[SELECTED PASSAGE]

On Wed, May 7, 2014 at 4:38 PM, Andreas Kolbe jayen466@gmail.com wrote:
On Thu, May 8, 2014 at 12:22 AM, phoebe ayers phoebe.wiki@gmail.com wrote:
On Wed, May 7, 2014 at 3:14 PM, Andreas Kolbe jayen466@gmail.com
wrote:
Anne, there are really well-established systems of scholarly peer
review.
There is no need to reinvent the wheel, or add distractions such as infoboxes and other bells and whistles.
And those peer review systems have lots and lots of problems as well as upsides. Lots of people *are* trying to reinvent peer review, including some very respected scientists.* As an academic science librarian, I can attest to there being widespread and currently ongoing debates about how
to
review scientific knowledge, whether traditional peer review is
sufficient,
and how to improve it. The current system for scientific research is
often
opaque, messy, prone to failure and doesn't always support innovation,
and
lots of smart people are thinking about it.
Erik: aha! I'd forgotten about those case studies, thanks!
Given that the post that started this thread referenced medical content, are you telling me that you think it would be useless to have qualified medical experts reviewing Wikipedia's medical content, because the process would be "opaque, messy, prone to failure and doesn't always support innovation"?
No, that is not what I am saying; and leaping to that conclusion seems like a rather pointy and bad-faith approach, which makes it just that much more of an effort to participate in this conversation -- if you want to have a dialog with other people, please try to be more generous in your assumptions.

[/SELECTED PASSAGE]

EXERCISE 1
In the email thread, why does the reply to "There is no need to reinvent the wheel" reject that idea? Answer in one to three sentences.
EXERCISE 2
In the email thread, what profession does the writer who mentions ongoing debates about reviewing scientific knowledge say they have?
Please answer from the email thread alone, without drawing on the material.

[MATERIAL SUPPLIED]

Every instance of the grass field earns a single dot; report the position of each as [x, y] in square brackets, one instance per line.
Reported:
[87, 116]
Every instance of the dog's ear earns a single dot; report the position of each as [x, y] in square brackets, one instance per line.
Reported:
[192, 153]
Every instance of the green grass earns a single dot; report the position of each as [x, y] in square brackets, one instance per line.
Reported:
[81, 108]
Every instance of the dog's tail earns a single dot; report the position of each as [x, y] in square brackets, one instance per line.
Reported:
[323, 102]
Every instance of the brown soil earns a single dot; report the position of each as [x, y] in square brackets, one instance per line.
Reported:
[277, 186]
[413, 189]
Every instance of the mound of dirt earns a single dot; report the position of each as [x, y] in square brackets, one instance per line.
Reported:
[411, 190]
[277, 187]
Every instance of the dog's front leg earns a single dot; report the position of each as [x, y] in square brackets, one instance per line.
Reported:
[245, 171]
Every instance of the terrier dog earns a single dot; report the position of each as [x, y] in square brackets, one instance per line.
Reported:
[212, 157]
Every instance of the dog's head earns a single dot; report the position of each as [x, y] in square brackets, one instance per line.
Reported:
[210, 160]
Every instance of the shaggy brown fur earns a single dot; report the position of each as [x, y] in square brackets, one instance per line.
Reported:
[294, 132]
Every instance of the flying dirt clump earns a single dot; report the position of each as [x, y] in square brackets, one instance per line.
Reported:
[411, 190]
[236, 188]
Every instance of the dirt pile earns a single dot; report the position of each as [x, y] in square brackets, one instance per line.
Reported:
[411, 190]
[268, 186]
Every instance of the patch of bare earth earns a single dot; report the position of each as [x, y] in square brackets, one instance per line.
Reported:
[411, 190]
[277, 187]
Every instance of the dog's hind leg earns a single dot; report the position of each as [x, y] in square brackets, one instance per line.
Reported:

[/MATERIAL SUPPLIED]

WORKED SOLUTION 1
The reply argues that established peer review systems have many problems as well as upsides. It adds that many people, including very respected scientists, are trying to reinvent peer review, and that debates about how to review scientific knowledge are widespread and ongoing.

WORKED SOLUTION 2
An academic science librarian.